** start MATERIAL **
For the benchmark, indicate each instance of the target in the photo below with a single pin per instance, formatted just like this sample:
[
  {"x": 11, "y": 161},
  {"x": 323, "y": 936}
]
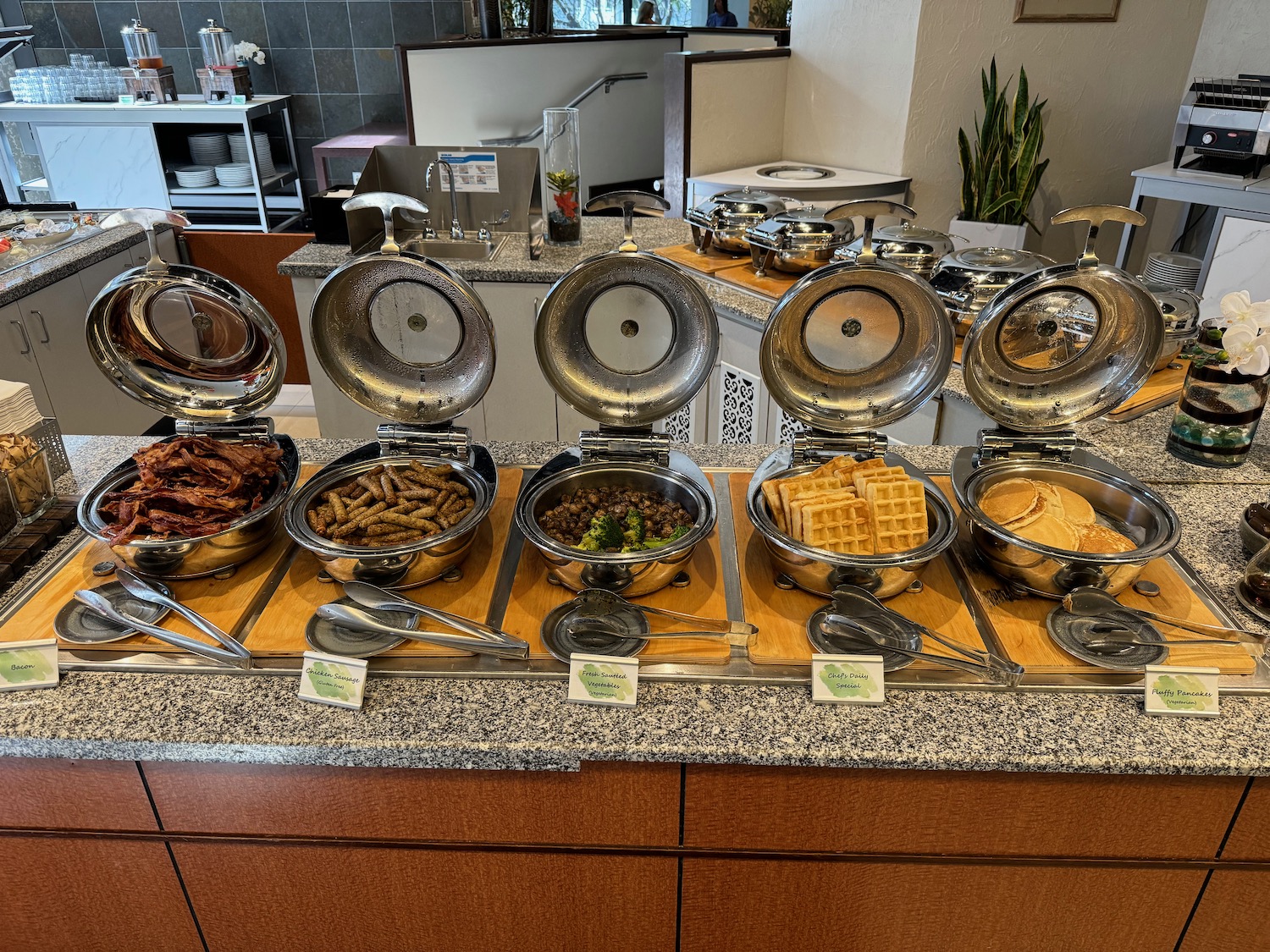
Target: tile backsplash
[{"x": 333, "y": 56}]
** end MATERIAL **
• [SET TASK] Rewrite all the rows above, replacing "instance" with "occurrence" and changing nothing else. Leave the pictures out of your answer.

• [RESULT FOR THIS TASK]
For the benchmark, indicate each occurrence of the target in the photo below with a single pin per occurrence, formatted just like this sample:
[
  {"x": 11, "y": 161},
  {"x": 323, "y": 936}
]
Target: tile backsplash
[{"x": 333, "y": 56}]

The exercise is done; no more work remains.